Emerging markets have been able to withstand the financial shocks and economic slowdown emanating from advanced economies. In Asia, there has been a pick-up in economic activity in early 2012, following last year’s slowdown. However, if the situation of the advanced economies were to worsen, there could be a withdrawal of credit and cross-border lending, a sudden reversal of capital flows, and exports to advanced economies could experience a further sharp fall. As food and commodity prices have eased, inflation is not expected to be an issue, but policymakers have to remain watchful and act should signs of inflation return.

Implementing global financial reforms

Financial institutions operate across borders in a global marketplace. Financial regulators and supervisors operate very much nationally and regulations stop at the border. At the national level, regulators may not have a holistic picture or full understanding of the operations of financial institutions if they operate across financial markets. The global financial crisis brought to light regulatory gaps and the lack of oversight of macro-prudential and systemic risks. Global financial reforms address the need for a more integrated and holistic approach to regulation and the need for greater co-operation and information sharing among regulators, both nationally and cross-border.

The financial system is as strong as the weakest link. Financial regulators have to look beyond their traditional boundaries of regulation and gain an understanding of the changing nature and structure of financial markets and how their risks are interconnected in a global financial market. Equally important is to understand how the plumbing of the financial infrastructure works and how it creates linkages across the network of financial markets.

Global financial reforms are ongoing and the pace of progress differs depending on the nature and complexity of the issues, legacy issues, philosophical differences and local circumstances. National reform initiatives have advanced ahead, but often resulted in disparate reforms that create potentially conflicting rules and requirements. The challenges are not insurmountable and consensus can be achieved if one accepts that there is no “one size fits all” solution, and a willingness to seek a pragmatic way forward that achieves the desired regulatory outcomes while allowing for domestic circumstances.

DATA ROWS:
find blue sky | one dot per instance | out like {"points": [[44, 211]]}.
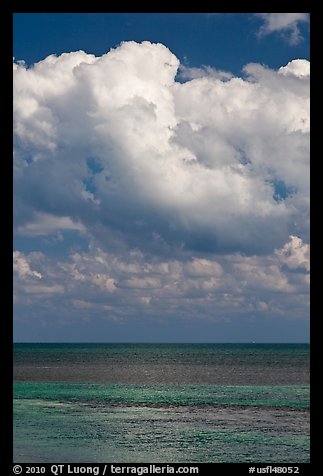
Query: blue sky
{"points": [[161, 177]]}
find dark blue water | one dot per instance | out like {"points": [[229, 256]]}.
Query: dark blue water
{"points": [[161, 403]]}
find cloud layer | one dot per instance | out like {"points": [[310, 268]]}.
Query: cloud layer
{"points": [[116, 143], [190, 187]]}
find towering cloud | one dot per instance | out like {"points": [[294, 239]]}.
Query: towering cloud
{"points": [[117, 146]]}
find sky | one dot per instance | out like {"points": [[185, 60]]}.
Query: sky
{"points": [[161, 177]]}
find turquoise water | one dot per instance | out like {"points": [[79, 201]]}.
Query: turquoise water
{"points": [[161, 403]]}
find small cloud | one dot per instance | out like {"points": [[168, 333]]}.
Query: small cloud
{"points": [[285, 23], [22, 268], [186, 73], [46, 224]]}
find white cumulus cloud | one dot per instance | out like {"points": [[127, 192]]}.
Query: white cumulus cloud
{"points": [[114, 145], [286, 23]]}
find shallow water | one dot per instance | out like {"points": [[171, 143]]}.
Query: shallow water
{"points": [[161, 403]]}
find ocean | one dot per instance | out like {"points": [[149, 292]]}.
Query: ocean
{"points": [[161, 403]]}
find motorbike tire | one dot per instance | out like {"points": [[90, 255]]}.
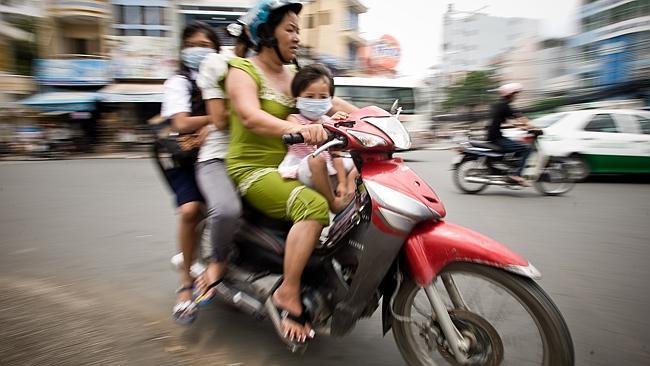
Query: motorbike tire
{"points": [[558, 345], [540, 184], [459, 178]]}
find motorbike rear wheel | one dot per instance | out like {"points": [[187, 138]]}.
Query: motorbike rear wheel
{"points": [[518, 324], [556, 179], [469, 168]]}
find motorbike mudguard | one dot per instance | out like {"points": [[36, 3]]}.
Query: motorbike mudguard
{"points": [[434, 244]]}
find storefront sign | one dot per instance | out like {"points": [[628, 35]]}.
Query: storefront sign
{"points": [[72, 72], [143, 58]]}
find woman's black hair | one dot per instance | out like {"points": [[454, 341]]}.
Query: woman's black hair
{"points": [[198, 27], [307, 75], [266, 32]]}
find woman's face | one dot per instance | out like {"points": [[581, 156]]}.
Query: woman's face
{"points": [[287, 33], [198, 39]]}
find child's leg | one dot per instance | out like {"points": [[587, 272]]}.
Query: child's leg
{"points": [[352, 180], [321, 182]]}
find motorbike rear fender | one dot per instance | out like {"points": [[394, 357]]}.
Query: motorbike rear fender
{"points": [[434, 244]]}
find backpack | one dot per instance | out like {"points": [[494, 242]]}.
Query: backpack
{"points": [[182, 148]]}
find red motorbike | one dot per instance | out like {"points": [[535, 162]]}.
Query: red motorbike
{"points": [[451, 296]]}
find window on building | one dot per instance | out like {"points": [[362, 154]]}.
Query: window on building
{"points": [[352, 52], [153, 15], [132, 14], [323, 18], [352, 20], [78, 46], [117, 13], [309, 21], [601, 123], [133, 32]]}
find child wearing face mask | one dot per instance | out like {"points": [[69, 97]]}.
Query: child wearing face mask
{"points": [[333, 177]]}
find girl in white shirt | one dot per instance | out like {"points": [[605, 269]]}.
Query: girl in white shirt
{"points": [[184, 105]]}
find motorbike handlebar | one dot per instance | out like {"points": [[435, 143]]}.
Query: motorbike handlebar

DESCRIPTION OF THE TASK: Update the passage on global financial reforms by reproducing the part that opens with "The financial system" and closes with "of financial markets.", with "architecture" in place of "plumbing".

COMPLETED TASK:
The financial system is as strong as the weakest link. Financial regulators have to look beyond their traditional boundaries of regulation and gain an understanding of the changing nature and structure of financial markets and how their risks are interconnected in a global financial market. Equally important is to understand how the architecture of the financial infrastructure works and how it creates linkages across the network of financial markets.